SUPPLIED TEXT ▸
####
Three Stars from Day 9 of WJC: Levi’s shutout sends Canada to gold-medal game

Gene Principe and Mark Spector break down Team Canada's historical run through the World Junior Hockey Championship, including where they belong among Canada's all-time greatest teams.

Semifinals day at the 2021 World Junior Hockey Championship saw rivals square off for a chance to play for a gold medal.

Canada and Russia met in a rematch of last year’s gold medal game. This time, it wasn’t nearly as close, as Canada scored in the opening minute and shut down Russia’s offense for a dominant 5-0 victory.

The United States and Finland battled in the second semifinal, after Finland eliminated USA in shocking fashion in last year’s quarterfinals. The Americans exacted revenge this year, but they didn’t make it easy. After blowing a 3-1 lead, they scored once more before regulation ended to secure a 4-3 win and send Finland to the bronze medal game.

Here are the three best performances from Day 9 of the 2021 world juniors.

3rd Star: Kasper Simontaival, Finland

Finland might be heading to the bronze medal game, but Kasper Simontaival did everything he could to keep his team in the game.

Although Finland outplayed the United States for much of the first period, the Americans pulled away for a two-goal lead heading into the final frame.

Simontaival, who had already tied the game 1-1 with his first goal, scored his second of the match with about half of the third period left to bring Finland within a goal.

Finland’s offense was stifled for most of the game, but their top line continued to shine whenever they were on the ice — and Simontaival was a big reason for that.

Russia and Finland haven’t met in the bronze medal game since the 1994 tournament, but the two teams last played in a medal game in 2016, where Finland emerged victorious for gold.

It always ends up being a difficult turnaround for the two teams that lose their semifinal games and have to play for bronze. Hopefully Finland can take positives from their game against the United States into what will likely be another tough game against Russia.

2nd Star: Matthew Boldy, United States

The United States almost let this game slip away from them.

They had a 3-1 lead heading into the third period, but Finland clawed its way back and scored two quick goals to make it a 3-3 game with about three minutes left in regulation.
####
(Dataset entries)
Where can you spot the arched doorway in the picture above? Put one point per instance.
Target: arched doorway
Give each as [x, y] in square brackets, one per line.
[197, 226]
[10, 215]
####
TASKS AND EXERCISES ▸
[1] Answer these from the Day 9 recap:
(a) What was the final score of the Canada–Russia semifinal?
(b) Which player was named the 3rd Star, and for which team?
(c) In what year did Russia and Finland last play each other in a medal game?
[2] Decide whether each statement agrees with the Day 9 recap, answering yes or no and quoting the words that settle it:
(a) Finland knocked the United States out in the previous year's quarterfinals.
(b) The United States held a 2-1 lead going into the third period against Finland.
(c) Canada scored within the first minute against Russia.
[3] Reproduce the passage of the Day 9 recap starting with "Simontaival, who had" and going on through "reason for that.".

ANSWERS BY TASK ▸
[1]
(a) Canada won 5-0.
(b) Kasper Simontaival, Finland.
(c) 2016.

[2]
(a) Yes: "after Finland eliminated USA in shocking fashion in last year’s quarterfinals"
(b) No: "They had a 3-1 lead heading into the third period"
(c) Yes: "as Canada scored in the opening minute"

[3]
Simontaival, who had already tied the game 1-1 with his first goal, scored his second of the match with about half of the third period left to bring Finland within a goal.

Finland’s offense was stifled for most of the game, but their top line continued to shine whenever they were on the ice — and Simontaival was a big reason for that.